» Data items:
◇ ◇ ◇ ◇ ◇ ◇ ◇

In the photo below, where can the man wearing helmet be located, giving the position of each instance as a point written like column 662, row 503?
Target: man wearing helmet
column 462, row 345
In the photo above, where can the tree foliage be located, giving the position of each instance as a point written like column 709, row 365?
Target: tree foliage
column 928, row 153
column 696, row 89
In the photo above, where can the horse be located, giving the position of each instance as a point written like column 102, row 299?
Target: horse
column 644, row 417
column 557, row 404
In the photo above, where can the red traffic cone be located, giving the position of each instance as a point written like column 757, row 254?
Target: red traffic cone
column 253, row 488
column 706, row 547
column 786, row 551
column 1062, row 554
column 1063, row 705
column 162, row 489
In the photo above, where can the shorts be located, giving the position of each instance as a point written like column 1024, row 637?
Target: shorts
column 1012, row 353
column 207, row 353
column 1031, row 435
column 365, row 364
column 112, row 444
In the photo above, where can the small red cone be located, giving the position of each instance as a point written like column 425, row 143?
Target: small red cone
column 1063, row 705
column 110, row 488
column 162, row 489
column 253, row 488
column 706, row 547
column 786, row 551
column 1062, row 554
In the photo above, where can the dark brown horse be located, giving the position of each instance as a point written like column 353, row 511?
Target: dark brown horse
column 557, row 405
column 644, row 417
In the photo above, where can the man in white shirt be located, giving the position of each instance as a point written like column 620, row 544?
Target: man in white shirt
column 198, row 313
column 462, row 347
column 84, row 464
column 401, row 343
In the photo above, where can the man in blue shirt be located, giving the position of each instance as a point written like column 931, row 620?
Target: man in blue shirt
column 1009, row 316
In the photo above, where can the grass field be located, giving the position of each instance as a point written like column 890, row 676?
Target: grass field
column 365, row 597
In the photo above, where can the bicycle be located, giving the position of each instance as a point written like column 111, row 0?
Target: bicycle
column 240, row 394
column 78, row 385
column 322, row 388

◇ ◇ ◇ ◇ ◇ ◇ ◇

» WHAT IS REQUIRED:
Return all of the data items above word for word, with nothing changed.

» EXERCISE RESPONSE:
In the photo below, where can the man wearing helmet be located, giving the position of each instance as a point written like column 662, row 503?
Target: man wearing helmet
column 462, row 345
In the photo above, where can the tree foliage be located, giving the position of each instance as a point written like column 709, row 365?
Target: tree foliage
column 928, row 153
column 696, row 89
In the photo above, where can the horse be located, giving the position of each instance as a point written like column 102, row 299?
Target: horse
column 644, row 417
column 557, row 404
In the photo above, where can the red traffic cone be located, giving the position of each instance as a point written like column 757, row 254?
Target: red traffic cone
column 253, row 488
column 706, row 547
column 786, row 551
column 1062, row 554
column 1063, row 705
column 162, row 489
In the photo above, where can the shorts be located, giving the position of each instance as a point written like column 1024, row 637?
Target: shorts
column 1012, row 353
column 207, row 353
column 1031, row 435
column 365, row 364
column 112, row 444
In the photo above, where can the small red cone be located, giving the position of each instance as a point written like column 425, row 143?
Target: small red cone
column 1063, row 705
column 110, row 488
column 162, row 489
column 253, row 488
column 706, row 547
column 786, row 551
column 1062, row 554
In the photo above, where can the dark brown horse be located, giving the position of each instance as a point written like column 353, row 511?
Target: dark brown horse
column 557, row 405
column 644, row 417
In the photo above, where can the man in white shirt be located, giving the position of each instance as a point written like column 620, row 544?
Target: man in white shirt
column 198, row 313
column 462, row 347
column 84, row 464
column 401, row 343
In the photo above, where can the man in blue shirt be located, giving the position of each instance as a point written like column 931, row 620?
Target: man in blue shirt
column 1009, row 316
In the photo above, where can the grass field be located, giving the position of each instance as a point written like column 890, row 676?
Target: grass field
column 365, row 597
In the photo above, where can the bicycle be located, giving the position of each instance as a point written like column 111, row 0?
Target: bicycle
column 240, row 394
column 78, row 385
column 322, row 388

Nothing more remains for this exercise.